[Excerpts of point annotation data]
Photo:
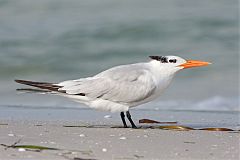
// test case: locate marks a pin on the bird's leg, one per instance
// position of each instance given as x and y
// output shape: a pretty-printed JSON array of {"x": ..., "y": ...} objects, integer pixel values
[
  {"x": 130, "y": 119},
  {"x": 123, "y": 119}
]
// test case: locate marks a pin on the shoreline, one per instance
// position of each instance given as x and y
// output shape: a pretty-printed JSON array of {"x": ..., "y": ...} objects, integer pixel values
[{"x": 104, "y": 142}]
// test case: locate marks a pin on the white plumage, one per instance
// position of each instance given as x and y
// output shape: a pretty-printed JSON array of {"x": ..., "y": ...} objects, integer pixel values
[{"x": 122, "y": 87}]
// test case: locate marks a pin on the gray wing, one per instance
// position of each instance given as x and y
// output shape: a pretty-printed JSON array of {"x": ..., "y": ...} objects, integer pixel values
[{"x": 121, "y": 84}]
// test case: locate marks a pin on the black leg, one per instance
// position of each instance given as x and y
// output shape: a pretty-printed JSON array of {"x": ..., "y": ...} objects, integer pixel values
[
  {"x": 123, "y": 119},
  {"x": 130, "y": 119}
]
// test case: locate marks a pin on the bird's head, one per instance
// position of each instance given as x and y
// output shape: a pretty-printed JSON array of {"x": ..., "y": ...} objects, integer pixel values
[{"x": 177, "y": 63}]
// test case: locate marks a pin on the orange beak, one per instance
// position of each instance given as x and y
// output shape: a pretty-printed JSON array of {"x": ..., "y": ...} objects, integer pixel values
[{"x": 194, "y": 63}]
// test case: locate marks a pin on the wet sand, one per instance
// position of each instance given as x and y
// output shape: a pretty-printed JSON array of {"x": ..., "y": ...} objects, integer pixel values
[{"x": 76, "y": 140}]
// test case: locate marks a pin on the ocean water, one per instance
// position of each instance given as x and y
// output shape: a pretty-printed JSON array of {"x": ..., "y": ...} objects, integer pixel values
[{"x": 56, "y": 40}]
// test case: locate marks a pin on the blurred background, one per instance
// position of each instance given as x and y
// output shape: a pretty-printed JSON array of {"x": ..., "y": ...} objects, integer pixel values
[{"x": 56, "y": 40}]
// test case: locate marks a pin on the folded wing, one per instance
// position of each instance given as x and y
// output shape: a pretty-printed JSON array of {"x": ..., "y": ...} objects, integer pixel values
[{"x": 122, "y": 85}]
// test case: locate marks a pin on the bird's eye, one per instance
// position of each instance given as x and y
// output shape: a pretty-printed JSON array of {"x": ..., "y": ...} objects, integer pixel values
[{"x": 172, "y": 60}]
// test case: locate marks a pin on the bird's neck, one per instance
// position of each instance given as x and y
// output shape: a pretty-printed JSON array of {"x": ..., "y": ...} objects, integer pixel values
[{"x": 162, "y": 75}]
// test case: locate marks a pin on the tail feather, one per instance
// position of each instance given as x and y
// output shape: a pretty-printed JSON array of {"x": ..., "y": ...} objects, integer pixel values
[{"x": 41, "y": 85}]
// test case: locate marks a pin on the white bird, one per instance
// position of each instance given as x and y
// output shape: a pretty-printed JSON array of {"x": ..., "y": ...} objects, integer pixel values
[{"x": 120, "y": 88}]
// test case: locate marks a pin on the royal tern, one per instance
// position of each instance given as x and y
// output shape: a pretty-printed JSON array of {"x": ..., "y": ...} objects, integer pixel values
[{"x": 120, "y": 88}]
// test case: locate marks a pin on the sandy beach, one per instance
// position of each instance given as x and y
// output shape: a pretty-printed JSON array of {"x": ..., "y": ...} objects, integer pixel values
[{"x": 77, "y": 141}]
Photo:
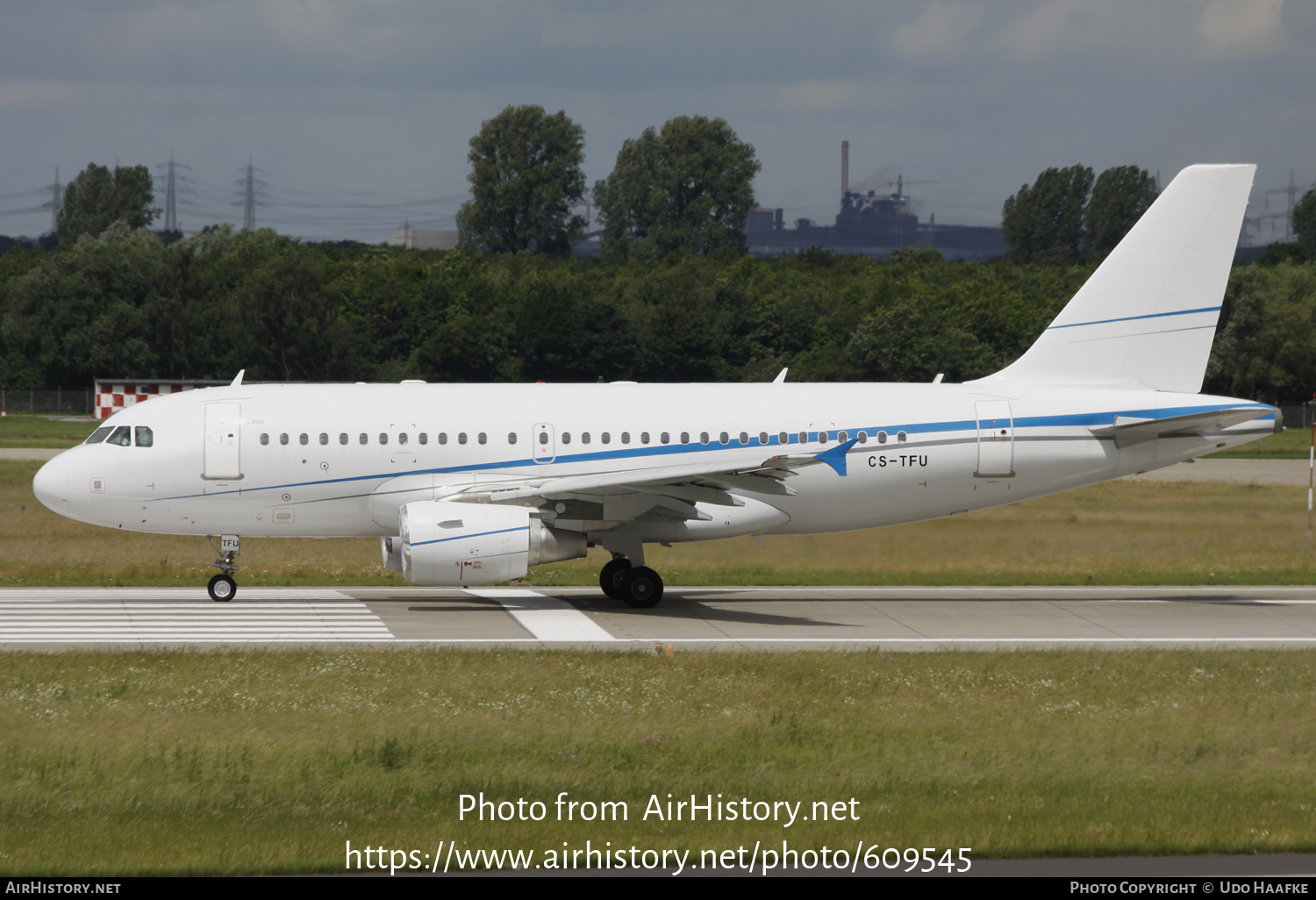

# [Request]
Count the lines in the records that contain the word "wing". Give only the number.

# [Task output]
2